▶ Dataset rows on where objects appear:
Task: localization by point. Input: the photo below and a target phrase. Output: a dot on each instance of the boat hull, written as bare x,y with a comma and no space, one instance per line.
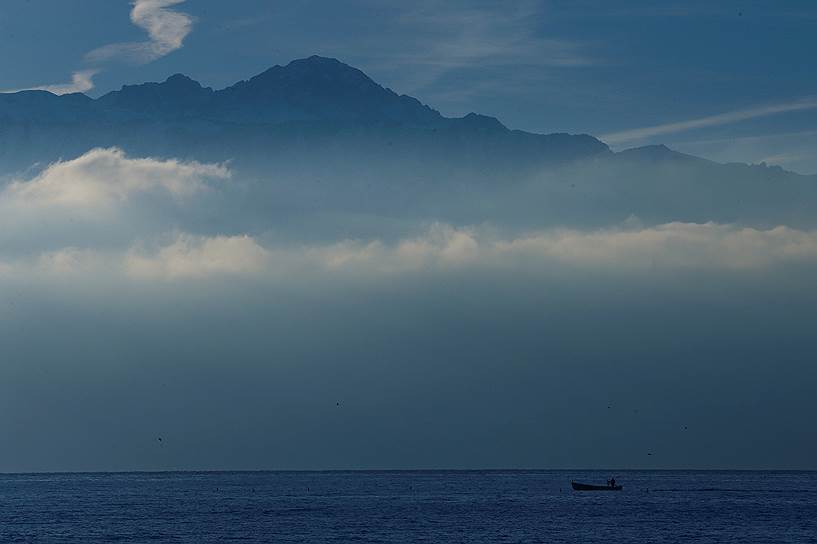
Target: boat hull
588,487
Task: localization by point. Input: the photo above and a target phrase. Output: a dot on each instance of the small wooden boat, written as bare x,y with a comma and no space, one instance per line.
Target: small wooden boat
588,487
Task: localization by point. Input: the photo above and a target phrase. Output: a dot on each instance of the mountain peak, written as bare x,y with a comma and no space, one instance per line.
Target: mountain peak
182,81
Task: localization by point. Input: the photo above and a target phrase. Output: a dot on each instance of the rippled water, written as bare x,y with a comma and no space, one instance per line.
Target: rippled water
435,506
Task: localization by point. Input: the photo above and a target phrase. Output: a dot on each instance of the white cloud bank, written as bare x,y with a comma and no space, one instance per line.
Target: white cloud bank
166,29
442,249
50,226
81,81
101,179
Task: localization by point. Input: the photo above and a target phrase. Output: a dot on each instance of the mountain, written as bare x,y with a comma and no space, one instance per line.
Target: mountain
309,97
334,137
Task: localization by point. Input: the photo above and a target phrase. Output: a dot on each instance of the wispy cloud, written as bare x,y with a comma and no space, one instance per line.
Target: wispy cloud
81,81
735,116
166,30
165,27
443,37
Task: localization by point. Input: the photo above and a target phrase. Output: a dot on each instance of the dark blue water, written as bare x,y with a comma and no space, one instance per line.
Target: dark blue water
493,506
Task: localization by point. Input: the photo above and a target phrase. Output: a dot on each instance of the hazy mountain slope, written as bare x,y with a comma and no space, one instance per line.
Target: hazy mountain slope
317,135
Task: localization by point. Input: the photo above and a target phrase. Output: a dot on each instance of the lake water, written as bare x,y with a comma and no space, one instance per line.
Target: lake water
421,506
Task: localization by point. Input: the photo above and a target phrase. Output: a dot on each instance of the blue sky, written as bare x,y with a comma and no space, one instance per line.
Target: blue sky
543,66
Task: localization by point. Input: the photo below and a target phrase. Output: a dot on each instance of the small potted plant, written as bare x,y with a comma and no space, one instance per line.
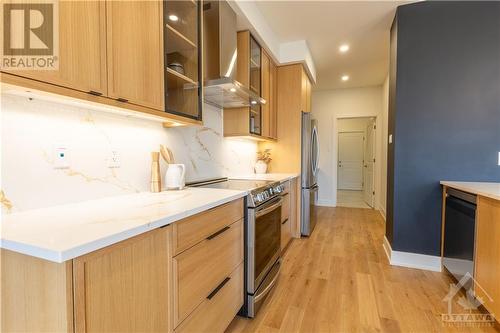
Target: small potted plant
263,159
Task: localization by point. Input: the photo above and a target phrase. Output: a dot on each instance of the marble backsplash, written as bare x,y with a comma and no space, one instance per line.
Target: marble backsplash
32,128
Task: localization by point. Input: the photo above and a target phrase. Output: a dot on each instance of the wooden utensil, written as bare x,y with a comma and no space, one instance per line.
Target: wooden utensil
165,154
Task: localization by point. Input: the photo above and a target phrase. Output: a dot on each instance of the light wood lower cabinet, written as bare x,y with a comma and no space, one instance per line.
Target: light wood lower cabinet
124,287
487,256
136,285
195,229
37,295
199,270
216,313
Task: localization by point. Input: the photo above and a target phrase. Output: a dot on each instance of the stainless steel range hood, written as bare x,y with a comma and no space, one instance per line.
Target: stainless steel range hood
219,59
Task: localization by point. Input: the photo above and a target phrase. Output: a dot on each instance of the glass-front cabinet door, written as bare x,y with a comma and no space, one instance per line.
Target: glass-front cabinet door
182,49
255,86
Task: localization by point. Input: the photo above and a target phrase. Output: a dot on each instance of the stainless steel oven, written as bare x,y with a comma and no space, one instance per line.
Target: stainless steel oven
263,245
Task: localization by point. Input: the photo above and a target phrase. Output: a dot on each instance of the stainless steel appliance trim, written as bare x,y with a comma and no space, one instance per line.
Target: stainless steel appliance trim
316,148
264,209
253,215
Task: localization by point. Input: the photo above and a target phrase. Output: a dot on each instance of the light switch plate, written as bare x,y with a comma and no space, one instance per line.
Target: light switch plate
61,159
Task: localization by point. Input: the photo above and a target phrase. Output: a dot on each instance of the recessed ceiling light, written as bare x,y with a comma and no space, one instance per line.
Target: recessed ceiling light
344,48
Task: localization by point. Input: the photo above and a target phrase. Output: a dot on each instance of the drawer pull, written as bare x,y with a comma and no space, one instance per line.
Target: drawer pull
95,93
218,288
212,236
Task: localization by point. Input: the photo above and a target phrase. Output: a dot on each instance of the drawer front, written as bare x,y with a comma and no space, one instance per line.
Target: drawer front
194,229
199,270
215,314
285,208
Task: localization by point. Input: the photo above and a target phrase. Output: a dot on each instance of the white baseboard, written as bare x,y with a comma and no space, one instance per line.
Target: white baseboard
382,213
411,260
325,203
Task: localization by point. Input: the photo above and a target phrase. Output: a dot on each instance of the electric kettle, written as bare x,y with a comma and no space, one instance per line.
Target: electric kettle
175,177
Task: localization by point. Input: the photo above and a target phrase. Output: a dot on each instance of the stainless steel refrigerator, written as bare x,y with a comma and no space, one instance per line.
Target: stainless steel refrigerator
309,173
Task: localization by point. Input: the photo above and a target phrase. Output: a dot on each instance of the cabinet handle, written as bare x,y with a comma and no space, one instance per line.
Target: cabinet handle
215,234
218,288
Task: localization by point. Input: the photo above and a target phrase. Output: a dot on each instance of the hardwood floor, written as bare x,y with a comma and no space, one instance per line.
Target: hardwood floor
339,280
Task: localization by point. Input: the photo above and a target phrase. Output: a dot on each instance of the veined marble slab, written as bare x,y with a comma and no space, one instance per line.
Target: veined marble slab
65,232
490,190
277,177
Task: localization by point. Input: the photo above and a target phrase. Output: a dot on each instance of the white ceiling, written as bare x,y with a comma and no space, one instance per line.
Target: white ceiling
325,25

▶ DIRECTIONS: Reproduce the material word for word, minus the images.

▶ COMPLETED TASK:
Task: localization by point. Input: the photo below and a target phrase. Output: a dot on each instance of the boat hull, written as bare x,y with a comma and no space, one instance per line.
Target: boat hull
588,487
Task: localization by point. Input: the photo above and a target phrase. Output: a dot on each instance of the small wooden boat, written as bare x,y with a comma and no space, one instance per line.
Target: small wooden boat
588,487
Task: localization by point. Input: the photo above and a target phrase. Output: a dot on each instance of the mountain peak, written as bare x,y with a comma and no space, one instance per line.
Target: mountain peak
182,81
Task: localization by point. Input: the photo above and a target phrase. Output: a dot on each instance of the rippled water, written as bare x,y with a comma and no space, one instance per line.
Target: rippled water
435,506
Task: localization by point. Input: the photo above and a target phrase. Output: a dot on each instance of the white cloud bank, written as bare x,y with a comma and no space, one instance per line.
Target: white cloud bank
166,29
442,249
50,226
81,81
101,179
Task: localization by point. Input: the photo above and a target phrase. Output: a dot on each instance of the mountain, written as bare x,y with a comma and no space, one instance per line.
Target: mountain
309,97
334,137
Task: localization by point. Input: the photo above and a target phrase. Output: a dot on each instance of the wispy cloud, written as bare x,y with a comma and no space, one instance per line.
Target: wispy cloud
81,81
735,116
166,30
165,27
443,37
Task: localization by point. Input: the photo above and a target phrase. Output: a dot on each instance of the dark blue water, written as bare x,y with a comma and no space, one instance per line.
Target: dark blue water
493,506
Task: localization by point. Input: the photo above and a target phrase. Output: a dot on each instance of the hazy mountain slope, written as bare x,y with a comma and no space, one instance per line.
Target: hazy mountain slope
317,135
Task: localization by point. Input: the photo above and a target phrase. Output: a dot on each instance of the lake water, written as bare x,y with a comma and no space, one instance per line.
Target: lake water
421,506
Task: localization by point. Input: the photo above and a target phrase. Output: a dot on each instance of the blue sky, written as bare x,y with a comma and no space, one instance per line.
Target: blue sky
543,66
Task: localization by point. Input: the photo below and a target phrase. Output: a dot on each instance of the small potted plant, written as bare x,y with a comma and no space, one instance per line.
Target: small potted plant
263,159
Task: localization by point. Input: the photo above and a target phrase. Output: a dot on each instance of the marble backsplash, written as bare x,y with a comma and no space, one instance per line.
Target: marble backsplash
32,128
Task: localization by point. Input: the photo above and a target phrase. Output: a dot on each instance of the wooden utensil, written as bare x,y with a comma and no space, one instance per line.
Target: wooden utensil
165,154
Task: localization by point. Input: the photo above and a target phrase. Output: a dot on each instance of the light wood lower cabinet, written as bare x,y with a comma and no space, one instance per line.
Target: light wood lower cabinet
124,287
487,256
136,285
195,229
37,295
199,270
216,313
Task: localization by point. Input: the photo above and a target phrase. Output: a dot on each instance of the stainless steel range hood, written as bare x,y with a comma and no space, one instance per line.
Target: stainless steel range hood
219,59
Task: localization by point. Input: the photo above and a target phrase. Output: a dot on each instance of the glass-front cabinet door, written as bare x,y with a comma and no space, one instance per line.
Target: glass-front cabinet door
182,49
255,86
Task: localization by point. Input: the photo above and a target phrase. Output: a dot on each instance of the stainless steel oven, written as bare x,y with a comma and no space, one instance per line.
Target: stainless steel oven
263,245
Task: localization by point. Input: the photo above and a target phrase. Output: a dot on each instance of the stainless steel appliance trim, written as bare x,y with a comma and no space, one instance per line.
Target: stainless steel appliance trim
316,148
264,209
253,215
Task: localization by point. Input: the photo above and a target phrase. Output: a dot on each instance of the light switch plate, written as bare x,y with a comma and no space, one instance per line.
Target: light switch plate
61,159
Task: localization by point. Input: the photo above and a target phrase. Output: a dot on each instance of the recessed ceiling light, written as bare x,y with a comma and no space, one instance per line.
Target: recessed ceiling light
344,48
Task: localization by point. Input: the photo above and a target phrase. Output: a dot on each instance of the drawer pull, written as bare x,y with a comma and no space, one instance per line.
Target: drawer pull
95,93
218,288
212,236
Task: localization by point. Input: the photo above and a target phrase. Output: a dot on each instance of the drawer front, written as bare x,y with a comma and no space, one instance per line.
Target: drawer front
194,229
199,270
215,314
285,208
Task: localization by point. Input: the photo above and a target phrase. Output: a dot on each instance of the white baseboard, written as bare x,y with a comma and no space, one instance per line.
Target: white baseboard
382,213
411,260
325,203
Task: localization by point. Input: the photo above and a target phrase. Output: a dot on each instance of the electric kettle, written as bare x,y with a comma and no space, one instance per line.
Target: electric kettle
175,177
Task: localization by point. Input: the photo above and a target phrase. Output: a dot on each instance of the stainless steel refrigerator, written as bare x,y with a comma and no space, one instance per line.
Target: stainless steel refrigerator
309,173
Task: localization by point. Input: the photo above and a target phrase. Output: a dot on each instance of the cabinet handle, written as bare x,y with a comma and no space, one instance per line.
Target: cabinet handle
215,234
218,288
Task: localization by point. Input: the photo above and a target phrase. Output: a dot on each instance of the hardwood floor, written as bare x,y with a comma and no space, one instance per line.
Target: hardwood floor
339,280
Task: localization by point. Input: the photo above and a target phrase. Output: a dot on each instance of the veined marble slab, written as bare x,y with a comma and no space, one instance per line.
Target: veined marble slab
65,232
490,190
277,177
Task: localization by point. Input: the photo above and a target phrase. Output: a dot on each instance of the white ceiling, written as bare x,y with a comma and no space, one instance per line.
Target: white ceiling
325,25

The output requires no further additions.